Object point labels

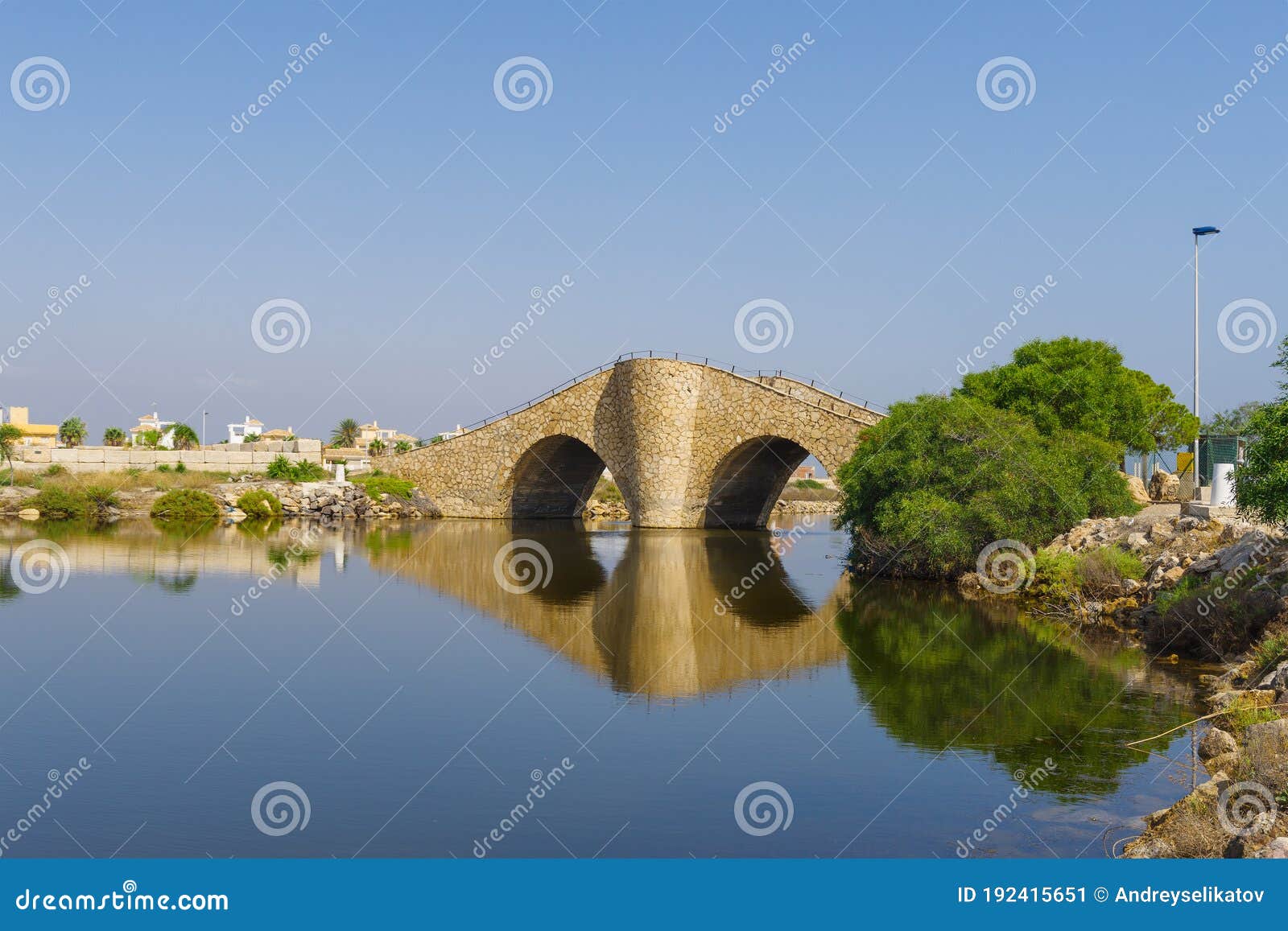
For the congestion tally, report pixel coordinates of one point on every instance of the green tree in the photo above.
(1082, 385)
(1261, 482)
(184, 437)
(345, 433)
(1234, 422)
(10, 437)
(72, 431)
(940, 478)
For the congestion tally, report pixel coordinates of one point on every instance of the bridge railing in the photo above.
(745, 371)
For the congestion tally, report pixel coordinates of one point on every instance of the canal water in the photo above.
(477, 688)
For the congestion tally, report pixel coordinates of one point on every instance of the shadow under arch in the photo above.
(554, 478)
(749, 480)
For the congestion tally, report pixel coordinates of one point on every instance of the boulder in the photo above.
(1163, 486)
(1266, 752)
(1215, 744)
(1275, 850)
(1137, 488)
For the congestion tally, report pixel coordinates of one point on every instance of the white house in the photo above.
(151, 422)
(237, 431)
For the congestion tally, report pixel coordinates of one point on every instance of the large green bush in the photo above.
(940, 478)
(187, 505)
(60, 504)
(1082, 385)
(1261, 482)
(283, 470)
(261, 505)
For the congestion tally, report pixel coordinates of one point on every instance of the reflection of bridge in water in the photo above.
(647, 624)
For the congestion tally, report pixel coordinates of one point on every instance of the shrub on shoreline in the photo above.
(187, 505)
(283, 470)
(261, 504)
(940, 478)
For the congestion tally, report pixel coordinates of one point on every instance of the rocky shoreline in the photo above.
(315, 500)
(1212, 590)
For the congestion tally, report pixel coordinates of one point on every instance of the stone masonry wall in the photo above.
(218, 459)
(663, 426)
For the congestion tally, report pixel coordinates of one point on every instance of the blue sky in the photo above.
(388, 192)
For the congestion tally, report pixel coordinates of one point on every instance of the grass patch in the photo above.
(378, 483)
(609, 492)
(283, 470)
(1064, 576)
(60, 504)
(187, 505)
(261, 505)
(1211, 621)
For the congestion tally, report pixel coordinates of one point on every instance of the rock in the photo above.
(1223, 763)
(1275, 850)
(1163, 486)
(1266, 752)
(1255, 698)
(1215, 744)
(1253, 546)
(1150, 849)
(1277, 679)
(1137, 488)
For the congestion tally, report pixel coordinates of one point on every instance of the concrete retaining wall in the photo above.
(250, 457)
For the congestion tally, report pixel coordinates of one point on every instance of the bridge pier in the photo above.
(688, 444)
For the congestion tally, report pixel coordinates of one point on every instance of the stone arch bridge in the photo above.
(689, 444)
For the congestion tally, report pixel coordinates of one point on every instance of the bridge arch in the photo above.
(746, 483)
(554, 478)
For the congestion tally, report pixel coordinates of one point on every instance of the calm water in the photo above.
(414, 699)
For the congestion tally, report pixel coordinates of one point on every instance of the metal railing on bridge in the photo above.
(746, 371)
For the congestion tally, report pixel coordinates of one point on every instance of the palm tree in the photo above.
(345, 433)
(184, 437)
(72, 431)
(10, 437)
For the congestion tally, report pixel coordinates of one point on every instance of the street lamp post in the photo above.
(1198, 232)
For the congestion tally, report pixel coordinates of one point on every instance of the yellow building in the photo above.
(32, 435)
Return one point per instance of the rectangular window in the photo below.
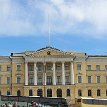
(66, 79)
(18, 79)
(105, 67)
(8, 68)
(106, 79)
(0, 80)
(58, 79)
(18, 67)
(67, 67)
(8, 80)
(31, 81)
(98, 79)
(31, 67)
(58, 67)
(39, 80)
(49, 67)
(97, 67)
(98, 92)
(78, 66)
(49, 80)
(88, 67)
(79, 79)
(0, 68)
(39, 67)
(89, 79)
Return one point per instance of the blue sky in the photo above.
(76, 25)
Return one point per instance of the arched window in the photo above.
(18, 93)
(49, 92)
(8, 92)
(79, 92)
(40, 93)
(59, 93)
(68, 92)
(30, 93)
(89, 93)
(98, 92)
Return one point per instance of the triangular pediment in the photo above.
(48, 51)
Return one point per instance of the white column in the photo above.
(72, 73)
(54, 74)
(35, 74)
(63, 74)
(26, 73)
(44, 81)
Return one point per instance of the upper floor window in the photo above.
(39, 67)
(98, 79)
(8, 80)
(88, 67)
(0, 80)
(106, 92)
(39, 80)
(68, 92)
(66, 66)
(49, 67)
(0, 68)
(18, 79)
(58, 79)
(98, 92)
(89, 93)
(79, 92)
(106, 79)
(79, 79)
(66, 79)
(78, 66)
(31, 67)
(105, 67)
(58, 67)
(89, 79)
(8, 68)
(97, 67)
(8, 92)
(18, 67)
(31, 81)
(49, 80)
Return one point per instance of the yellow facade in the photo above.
(50, 69)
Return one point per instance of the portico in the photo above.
(53, 72)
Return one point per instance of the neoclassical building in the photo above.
(50, 72)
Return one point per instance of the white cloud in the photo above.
(30, 17)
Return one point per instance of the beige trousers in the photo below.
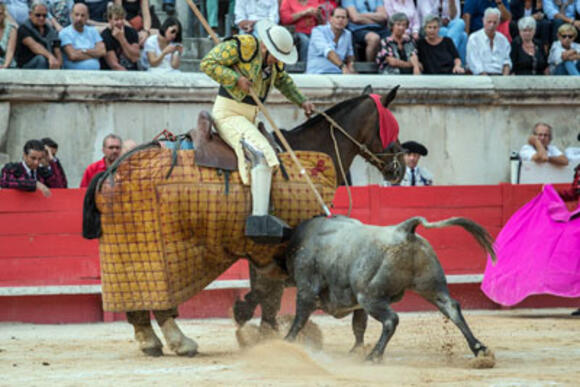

Stated exercise
From the data above, pull out and copy every line containing the string "stone". Letter case counts.

The answer
For the congestion tally, report pixel coordinates of one point on every instance of the stone masonry wall in the photo above.
For the congestion tally, report pixel coordinates of one point on every instance of the stone arch bridge in the photo above.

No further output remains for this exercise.